* To do
In the news report, when would the AWB decide its next steps after Mr Terreblanche's death?

* Passage to read
::::

We will decide upon the action we are going to take to avenge Mr Terreblanche's death
Andre Visagie
Afrikaner Resistance Movement

His body was found with facial and head injuries on a bed, after he was apparently attacked with a machete and a wooden club.
Mr Terreblanche came to prominence in the early 1980s, campaigning for a separate white homeland and championing a tiny minority determined to preserve apartheid.
Mr Zuma's office said in a statement: "The president appeals for calm... and asks South Africans not to allow agent provocateurs to take advantage of this situation by inciting or fuelling racial hatred.
"The murder of Terreblanche must be condemned, irrespective of how his killers think they may have been justified. They had no right to take his life."
The BBC's Karen Allen in Johannesburg says the murder comes amid growing anxiety about crime in South Africa.
Opposition politicians linked the death to racially inflammatory sentiments from a minority of the ruling ANC party.
Martin Plaut
Martin Plaut, Africa editor
For most South Africans, Eugene Terreblanche was a throwback to another era. But his death is a blow to the country's image of racial tolerance, fostered so carefully by Nelson Mandela.
Some are likely to believe that the fact that his alleged attackers were arrested so rapidly smacks of a cover-up. Others, on the minority far-right fringe, will see his death as a vindication of their assertion that whites cannot live under black rule.
It is a tragic fact that more than 3,000 white farmers have been murdered since the end of apartheid in 1994. And it is possible that some people may seek retribution.
Mr Terreblanche's funeral could become a rallying point for such sentiment.
During a news conference in Ventersdorp on Sunday, South African Police Minister Nathi Mthethwa cautioned against stoking tensions.
"We call on all South Africans across whatever divide - across the racial divide, across the political divide - to desist from making any inflammatory statements which are not going to help anyway on the case we are dealing with," he said.
Meanwhile, relatives and friends of Mr Terreblanche gathered near his home to pay their respects.
His Afrikaner Weerstandsbeweging (Afrikaner Resistance Movement - AWB) echoed Mr Zuma's call for calm.
AWB spokesman Andre Visagie said: "We will decide upon the action we are going to take to avenge Mr Terreblanche's death," adding that next steps would await a party meeting in May.
He earlier blamed the killing on the recent singing of an apartheid-era song by a firebrand ANC leader.

::::

Region pointing data:
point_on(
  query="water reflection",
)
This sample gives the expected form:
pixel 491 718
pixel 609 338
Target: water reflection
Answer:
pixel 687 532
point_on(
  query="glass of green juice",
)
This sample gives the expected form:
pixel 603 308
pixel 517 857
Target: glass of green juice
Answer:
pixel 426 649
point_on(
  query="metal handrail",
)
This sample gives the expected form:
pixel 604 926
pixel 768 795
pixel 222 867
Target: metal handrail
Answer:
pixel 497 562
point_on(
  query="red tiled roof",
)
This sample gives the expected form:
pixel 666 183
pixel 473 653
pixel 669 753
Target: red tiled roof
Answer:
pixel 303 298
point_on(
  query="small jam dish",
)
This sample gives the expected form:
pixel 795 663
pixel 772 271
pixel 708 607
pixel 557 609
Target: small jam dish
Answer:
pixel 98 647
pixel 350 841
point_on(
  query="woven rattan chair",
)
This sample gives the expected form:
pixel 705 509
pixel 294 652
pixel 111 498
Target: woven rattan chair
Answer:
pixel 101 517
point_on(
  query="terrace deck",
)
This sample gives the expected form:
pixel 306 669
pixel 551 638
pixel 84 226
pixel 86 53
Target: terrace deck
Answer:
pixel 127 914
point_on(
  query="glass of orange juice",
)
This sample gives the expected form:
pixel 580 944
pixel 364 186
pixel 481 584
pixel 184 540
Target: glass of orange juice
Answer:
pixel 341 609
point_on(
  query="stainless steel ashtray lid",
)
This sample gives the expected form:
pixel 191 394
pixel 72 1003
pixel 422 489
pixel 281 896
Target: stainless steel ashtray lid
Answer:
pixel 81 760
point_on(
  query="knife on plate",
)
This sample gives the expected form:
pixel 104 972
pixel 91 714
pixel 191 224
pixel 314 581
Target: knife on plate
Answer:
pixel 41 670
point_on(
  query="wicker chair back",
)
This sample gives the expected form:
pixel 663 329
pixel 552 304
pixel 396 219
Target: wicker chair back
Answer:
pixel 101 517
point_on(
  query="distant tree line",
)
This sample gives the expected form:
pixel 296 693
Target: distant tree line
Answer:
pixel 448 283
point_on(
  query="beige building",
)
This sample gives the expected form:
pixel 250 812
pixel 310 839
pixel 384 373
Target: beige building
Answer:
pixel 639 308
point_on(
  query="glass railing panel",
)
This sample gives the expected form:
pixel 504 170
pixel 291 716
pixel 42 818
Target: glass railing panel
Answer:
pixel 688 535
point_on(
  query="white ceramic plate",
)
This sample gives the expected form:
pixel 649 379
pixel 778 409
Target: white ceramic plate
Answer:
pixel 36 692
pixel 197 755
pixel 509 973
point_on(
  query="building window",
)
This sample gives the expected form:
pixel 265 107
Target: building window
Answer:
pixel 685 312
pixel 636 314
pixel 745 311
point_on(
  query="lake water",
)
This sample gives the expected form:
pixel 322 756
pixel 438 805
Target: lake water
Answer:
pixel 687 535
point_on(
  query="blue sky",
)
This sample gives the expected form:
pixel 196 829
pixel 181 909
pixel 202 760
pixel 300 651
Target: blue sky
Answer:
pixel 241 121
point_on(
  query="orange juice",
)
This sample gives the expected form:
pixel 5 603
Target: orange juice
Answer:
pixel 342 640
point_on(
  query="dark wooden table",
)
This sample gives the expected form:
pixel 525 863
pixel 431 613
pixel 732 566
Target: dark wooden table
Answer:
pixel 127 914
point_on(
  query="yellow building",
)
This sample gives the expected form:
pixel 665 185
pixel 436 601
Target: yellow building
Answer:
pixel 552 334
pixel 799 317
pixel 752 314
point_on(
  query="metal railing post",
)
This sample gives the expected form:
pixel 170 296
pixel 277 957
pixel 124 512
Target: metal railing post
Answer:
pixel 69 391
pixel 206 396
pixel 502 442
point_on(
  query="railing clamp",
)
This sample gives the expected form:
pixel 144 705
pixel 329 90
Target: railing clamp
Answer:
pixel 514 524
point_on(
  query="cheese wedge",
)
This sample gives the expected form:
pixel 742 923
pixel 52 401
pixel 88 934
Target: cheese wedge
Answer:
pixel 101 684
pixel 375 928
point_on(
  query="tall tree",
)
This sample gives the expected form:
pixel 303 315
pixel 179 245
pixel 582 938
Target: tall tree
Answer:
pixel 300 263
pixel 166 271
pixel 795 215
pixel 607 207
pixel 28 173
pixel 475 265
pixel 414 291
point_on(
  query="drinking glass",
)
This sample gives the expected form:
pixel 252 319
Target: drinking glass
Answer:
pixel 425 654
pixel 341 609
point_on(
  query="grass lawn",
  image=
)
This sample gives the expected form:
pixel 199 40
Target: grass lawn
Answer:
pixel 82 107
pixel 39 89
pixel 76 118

::::

* Answer to this task
At a party meeting in May.